Task brief: Find and copy each line of the data that includes "image".

Dataset:
++++++
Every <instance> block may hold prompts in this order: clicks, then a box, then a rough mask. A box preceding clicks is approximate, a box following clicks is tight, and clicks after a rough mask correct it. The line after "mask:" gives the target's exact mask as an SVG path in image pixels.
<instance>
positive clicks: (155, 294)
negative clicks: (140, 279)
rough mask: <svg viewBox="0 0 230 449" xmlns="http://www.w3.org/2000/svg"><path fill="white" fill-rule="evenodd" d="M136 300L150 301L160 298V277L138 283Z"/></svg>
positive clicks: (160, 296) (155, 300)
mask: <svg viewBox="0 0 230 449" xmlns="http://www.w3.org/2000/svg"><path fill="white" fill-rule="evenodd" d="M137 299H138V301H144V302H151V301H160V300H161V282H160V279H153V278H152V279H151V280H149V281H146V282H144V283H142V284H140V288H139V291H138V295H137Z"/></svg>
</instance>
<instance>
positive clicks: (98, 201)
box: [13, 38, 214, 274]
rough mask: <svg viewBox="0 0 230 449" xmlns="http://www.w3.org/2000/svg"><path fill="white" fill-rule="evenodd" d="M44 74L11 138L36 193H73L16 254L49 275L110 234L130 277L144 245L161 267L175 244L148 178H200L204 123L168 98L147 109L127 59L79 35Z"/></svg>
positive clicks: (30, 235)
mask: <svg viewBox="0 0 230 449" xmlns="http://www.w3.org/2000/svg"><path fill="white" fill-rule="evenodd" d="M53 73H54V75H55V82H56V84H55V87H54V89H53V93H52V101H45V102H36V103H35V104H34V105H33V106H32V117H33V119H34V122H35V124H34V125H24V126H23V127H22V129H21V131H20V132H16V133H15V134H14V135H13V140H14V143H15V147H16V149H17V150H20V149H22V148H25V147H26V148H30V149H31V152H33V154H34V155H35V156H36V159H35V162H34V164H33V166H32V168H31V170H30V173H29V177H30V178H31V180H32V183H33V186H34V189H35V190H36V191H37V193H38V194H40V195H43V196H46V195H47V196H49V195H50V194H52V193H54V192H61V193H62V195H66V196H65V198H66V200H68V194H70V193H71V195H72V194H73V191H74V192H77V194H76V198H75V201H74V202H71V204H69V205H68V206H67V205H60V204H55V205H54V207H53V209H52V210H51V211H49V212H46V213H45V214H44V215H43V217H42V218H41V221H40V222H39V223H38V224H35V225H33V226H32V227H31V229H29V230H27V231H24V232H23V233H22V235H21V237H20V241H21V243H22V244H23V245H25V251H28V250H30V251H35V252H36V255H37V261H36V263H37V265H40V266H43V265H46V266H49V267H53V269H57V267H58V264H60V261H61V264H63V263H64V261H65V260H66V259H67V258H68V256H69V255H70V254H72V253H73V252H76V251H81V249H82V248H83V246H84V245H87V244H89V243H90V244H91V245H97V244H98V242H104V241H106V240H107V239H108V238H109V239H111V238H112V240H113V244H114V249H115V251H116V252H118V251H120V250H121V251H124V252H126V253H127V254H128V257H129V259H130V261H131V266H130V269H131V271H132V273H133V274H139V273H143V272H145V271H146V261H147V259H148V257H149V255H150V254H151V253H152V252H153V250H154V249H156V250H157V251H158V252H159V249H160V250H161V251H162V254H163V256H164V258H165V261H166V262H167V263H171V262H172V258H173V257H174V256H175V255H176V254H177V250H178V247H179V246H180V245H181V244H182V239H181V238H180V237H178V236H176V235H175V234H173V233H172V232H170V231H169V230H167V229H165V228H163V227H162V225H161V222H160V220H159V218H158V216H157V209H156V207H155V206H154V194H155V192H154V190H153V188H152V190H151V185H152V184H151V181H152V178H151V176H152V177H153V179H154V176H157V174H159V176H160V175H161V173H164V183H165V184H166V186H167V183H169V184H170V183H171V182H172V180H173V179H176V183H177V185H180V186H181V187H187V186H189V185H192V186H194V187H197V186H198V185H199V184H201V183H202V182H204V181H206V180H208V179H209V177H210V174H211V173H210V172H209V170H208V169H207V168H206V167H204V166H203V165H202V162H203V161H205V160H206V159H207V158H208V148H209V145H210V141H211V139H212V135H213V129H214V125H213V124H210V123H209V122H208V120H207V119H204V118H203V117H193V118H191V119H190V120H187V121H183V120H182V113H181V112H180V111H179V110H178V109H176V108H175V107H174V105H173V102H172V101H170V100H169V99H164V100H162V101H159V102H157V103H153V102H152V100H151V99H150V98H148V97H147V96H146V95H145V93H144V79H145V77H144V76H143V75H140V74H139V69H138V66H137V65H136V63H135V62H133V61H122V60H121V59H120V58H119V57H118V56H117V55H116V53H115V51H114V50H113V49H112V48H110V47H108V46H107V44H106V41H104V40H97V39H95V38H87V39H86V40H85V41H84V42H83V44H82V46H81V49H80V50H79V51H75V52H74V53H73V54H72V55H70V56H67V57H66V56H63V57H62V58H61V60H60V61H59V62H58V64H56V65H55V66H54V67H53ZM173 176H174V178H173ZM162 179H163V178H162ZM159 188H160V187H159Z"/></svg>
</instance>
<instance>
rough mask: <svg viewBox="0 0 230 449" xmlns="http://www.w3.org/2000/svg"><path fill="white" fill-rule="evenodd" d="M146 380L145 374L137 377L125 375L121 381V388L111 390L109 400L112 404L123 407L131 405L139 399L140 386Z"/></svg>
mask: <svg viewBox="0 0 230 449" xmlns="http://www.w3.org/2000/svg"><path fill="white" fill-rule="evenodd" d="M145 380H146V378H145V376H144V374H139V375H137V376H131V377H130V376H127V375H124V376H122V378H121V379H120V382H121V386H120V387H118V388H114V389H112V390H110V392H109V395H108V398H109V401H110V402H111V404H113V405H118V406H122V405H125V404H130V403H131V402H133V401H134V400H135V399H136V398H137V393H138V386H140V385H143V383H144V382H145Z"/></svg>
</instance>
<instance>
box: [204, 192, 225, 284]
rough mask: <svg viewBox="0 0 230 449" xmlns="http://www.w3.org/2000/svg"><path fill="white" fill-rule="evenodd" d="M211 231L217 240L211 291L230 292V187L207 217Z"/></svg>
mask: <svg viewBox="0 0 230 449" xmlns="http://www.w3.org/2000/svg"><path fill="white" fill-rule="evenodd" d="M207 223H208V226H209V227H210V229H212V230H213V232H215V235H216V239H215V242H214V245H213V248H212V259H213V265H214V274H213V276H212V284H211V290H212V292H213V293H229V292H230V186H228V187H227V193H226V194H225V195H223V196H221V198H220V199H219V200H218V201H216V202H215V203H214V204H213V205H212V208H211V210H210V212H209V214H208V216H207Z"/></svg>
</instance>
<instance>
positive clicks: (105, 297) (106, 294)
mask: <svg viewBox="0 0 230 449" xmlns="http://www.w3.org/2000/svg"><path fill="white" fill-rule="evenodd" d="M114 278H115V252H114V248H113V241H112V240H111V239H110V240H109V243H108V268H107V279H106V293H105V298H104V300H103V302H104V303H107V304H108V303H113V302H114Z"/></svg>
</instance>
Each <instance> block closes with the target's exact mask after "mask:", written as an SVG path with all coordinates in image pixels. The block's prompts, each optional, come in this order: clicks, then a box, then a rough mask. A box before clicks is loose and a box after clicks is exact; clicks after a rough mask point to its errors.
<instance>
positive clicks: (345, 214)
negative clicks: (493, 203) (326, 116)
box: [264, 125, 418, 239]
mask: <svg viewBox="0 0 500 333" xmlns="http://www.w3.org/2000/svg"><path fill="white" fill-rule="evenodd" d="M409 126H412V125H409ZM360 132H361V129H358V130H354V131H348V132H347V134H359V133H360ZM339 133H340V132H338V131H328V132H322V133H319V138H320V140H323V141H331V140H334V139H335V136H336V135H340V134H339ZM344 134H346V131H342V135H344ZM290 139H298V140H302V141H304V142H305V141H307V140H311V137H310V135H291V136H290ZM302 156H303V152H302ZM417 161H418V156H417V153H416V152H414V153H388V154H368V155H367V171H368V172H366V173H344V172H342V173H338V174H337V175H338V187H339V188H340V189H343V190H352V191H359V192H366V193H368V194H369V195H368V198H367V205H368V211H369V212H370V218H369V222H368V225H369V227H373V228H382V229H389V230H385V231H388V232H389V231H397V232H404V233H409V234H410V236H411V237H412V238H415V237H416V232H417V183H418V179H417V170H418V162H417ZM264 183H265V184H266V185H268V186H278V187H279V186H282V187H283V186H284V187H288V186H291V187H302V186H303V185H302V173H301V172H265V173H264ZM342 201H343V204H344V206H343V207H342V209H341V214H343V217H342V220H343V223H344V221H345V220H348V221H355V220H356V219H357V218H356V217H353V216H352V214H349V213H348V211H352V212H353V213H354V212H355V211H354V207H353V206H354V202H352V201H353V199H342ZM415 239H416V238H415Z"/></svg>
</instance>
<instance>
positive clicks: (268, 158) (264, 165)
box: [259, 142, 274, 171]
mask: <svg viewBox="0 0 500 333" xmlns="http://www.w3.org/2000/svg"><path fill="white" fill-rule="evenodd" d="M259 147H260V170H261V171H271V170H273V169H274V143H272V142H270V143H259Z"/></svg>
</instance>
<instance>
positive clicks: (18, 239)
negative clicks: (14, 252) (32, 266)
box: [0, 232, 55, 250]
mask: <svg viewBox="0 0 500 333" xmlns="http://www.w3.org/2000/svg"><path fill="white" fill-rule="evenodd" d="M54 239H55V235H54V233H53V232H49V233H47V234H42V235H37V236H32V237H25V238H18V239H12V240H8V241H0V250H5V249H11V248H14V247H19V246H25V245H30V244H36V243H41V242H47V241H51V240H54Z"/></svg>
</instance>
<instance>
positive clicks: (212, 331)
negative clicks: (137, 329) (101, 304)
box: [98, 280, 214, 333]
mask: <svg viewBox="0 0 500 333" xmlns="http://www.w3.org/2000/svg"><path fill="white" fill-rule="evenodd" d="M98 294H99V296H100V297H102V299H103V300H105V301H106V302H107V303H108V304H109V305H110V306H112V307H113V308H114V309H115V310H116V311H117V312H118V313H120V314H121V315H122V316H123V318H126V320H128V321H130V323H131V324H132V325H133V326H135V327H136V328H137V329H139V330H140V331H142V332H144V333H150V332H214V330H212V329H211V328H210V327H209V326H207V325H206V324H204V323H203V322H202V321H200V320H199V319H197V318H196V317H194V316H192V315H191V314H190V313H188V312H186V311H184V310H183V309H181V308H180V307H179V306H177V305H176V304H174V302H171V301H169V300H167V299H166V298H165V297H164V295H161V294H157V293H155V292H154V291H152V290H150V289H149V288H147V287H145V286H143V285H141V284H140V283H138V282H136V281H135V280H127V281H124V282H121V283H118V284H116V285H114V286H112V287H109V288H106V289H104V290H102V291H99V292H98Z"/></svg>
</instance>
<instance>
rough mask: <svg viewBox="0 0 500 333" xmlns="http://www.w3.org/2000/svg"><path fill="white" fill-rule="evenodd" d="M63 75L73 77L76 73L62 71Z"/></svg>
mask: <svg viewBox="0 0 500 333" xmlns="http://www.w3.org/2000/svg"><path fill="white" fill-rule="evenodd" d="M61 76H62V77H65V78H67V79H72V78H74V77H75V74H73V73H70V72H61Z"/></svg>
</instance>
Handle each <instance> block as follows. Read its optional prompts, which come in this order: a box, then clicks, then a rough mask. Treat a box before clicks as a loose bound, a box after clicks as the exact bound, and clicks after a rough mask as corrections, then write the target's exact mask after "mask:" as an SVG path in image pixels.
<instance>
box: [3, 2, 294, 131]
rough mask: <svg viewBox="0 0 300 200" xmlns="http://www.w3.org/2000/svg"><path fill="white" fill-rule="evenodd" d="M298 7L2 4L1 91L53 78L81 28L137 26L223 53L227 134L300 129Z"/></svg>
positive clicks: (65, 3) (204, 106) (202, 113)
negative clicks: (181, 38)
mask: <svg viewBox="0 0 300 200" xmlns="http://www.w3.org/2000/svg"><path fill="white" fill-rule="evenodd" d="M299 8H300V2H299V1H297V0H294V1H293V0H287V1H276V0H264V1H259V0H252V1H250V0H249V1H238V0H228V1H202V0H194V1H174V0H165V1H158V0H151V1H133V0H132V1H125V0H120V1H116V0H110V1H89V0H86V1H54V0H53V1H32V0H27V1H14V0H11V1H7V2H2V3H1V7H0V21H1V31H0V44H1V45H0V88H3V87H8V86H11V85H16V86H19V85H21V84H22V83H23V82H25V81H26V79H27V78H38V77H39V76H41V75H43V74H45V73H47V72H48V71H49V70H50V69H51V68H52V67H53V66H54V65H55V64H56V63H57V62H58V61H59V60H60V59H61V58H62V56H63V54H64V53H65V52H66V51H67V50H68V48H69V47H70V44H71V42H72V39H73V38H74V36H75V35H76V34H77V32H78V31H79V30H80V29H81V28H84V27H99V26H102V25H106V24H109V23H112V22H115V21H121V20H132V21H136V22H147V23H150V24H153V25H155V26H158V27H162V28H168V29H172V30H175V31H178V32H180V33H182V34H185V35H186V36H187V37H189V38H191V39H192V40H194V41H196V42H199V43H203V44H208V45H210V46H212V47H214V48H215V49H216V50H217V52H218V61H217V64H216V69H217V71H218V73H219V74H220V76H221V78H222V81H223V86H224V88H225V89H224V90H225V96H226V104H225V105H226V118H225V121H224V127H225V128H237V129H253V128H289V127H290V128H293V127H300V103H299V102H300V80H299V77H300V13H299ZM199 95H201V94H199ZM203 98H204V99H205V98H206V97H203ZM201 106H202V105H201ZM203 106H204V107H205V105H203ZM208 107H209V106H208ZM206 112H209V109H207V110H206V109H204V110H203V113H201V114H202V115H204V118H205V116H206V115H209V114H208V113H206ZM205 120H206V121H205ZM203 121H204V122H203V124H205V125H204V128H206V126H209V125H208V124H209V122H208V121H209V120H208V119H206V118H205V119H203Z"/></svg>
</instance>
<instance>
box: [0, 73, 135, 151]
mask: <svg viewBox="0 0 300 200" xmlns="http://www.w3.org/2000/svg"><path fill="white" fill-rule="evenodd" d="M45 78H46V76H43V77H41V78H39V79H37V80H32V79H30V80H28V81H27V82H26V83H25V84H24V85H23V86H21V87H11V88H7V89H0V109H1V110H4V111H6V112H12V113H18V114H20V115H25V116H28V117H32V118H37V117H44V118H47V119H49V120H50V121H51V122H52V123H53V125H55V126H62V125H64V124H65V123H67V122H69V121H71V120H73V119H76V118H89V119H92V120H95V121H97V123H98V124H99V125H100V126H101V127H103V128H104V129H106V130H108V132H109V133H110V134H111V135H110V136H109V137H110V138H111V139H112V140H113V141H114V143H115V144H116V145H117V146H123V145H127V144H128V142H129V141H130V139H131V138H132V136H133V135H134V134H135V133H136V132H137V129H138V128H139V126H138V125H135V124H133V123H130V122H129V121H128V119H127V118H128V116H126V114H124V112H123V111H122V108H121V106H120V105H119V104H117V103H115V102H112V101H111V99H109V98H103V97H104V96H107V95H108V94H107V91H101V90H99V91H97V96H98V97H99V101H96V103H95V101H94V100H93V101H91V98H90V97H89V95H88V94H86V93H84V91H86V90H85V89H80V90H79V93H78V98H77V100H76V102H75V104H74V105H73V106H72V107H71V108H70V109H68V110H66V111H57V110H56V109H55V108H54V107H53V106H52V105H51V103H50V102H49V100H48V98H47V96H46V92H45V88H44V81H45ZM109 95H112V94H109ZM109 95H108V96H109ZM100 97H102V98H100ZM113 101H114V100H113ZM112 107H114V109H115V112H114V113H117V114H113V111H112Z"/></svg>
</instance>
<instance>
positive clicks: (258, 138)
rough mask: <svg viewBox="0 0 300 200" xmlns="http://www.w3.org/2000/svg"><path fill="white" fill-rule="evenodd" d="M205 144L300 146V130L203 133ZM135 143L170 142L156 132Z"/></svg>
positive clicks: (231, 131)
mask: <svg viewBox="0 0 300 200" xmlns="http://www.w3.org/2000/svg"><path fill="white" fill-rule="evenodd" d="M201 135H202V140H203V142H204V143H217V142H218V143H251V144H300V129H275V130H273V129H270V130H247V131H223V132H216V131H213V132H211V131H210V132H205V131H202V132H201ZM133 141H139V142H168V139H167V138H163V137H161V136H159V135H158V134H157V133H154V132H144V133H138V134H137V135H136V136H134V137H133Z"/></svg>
++++++
Answer for this exercise:
Every <instance> block may hold prompts in this order: clicks, then a box, then a rough mask. A box preceding clicks is approximate, a box following clicks is tight, and clicks after a rough mask correct it. The line after "mask:" gives the target's exact mask as an SVG path in image pixels.
Each <instance> block closes with the target's exact mask after "mask:", written as an SVG path with all coordinates in image pixels. The block's prompts, each optional, come in this order: clicks, then a box, then a rough mask. A box before clicks is loose and a box after clicks is exact; clicks after a rough mask point to its errors.
Handle each <instance> block as follows. Read its optional prompts, which come in this order: a box, then clicks, then a rough mask. Treat a box before clicks as a loose bound, a box after clicks as the exact bound, and clicks after a rough mask as corrections, then write the target's exact mask after "mask:" as an SVG path in image pixels.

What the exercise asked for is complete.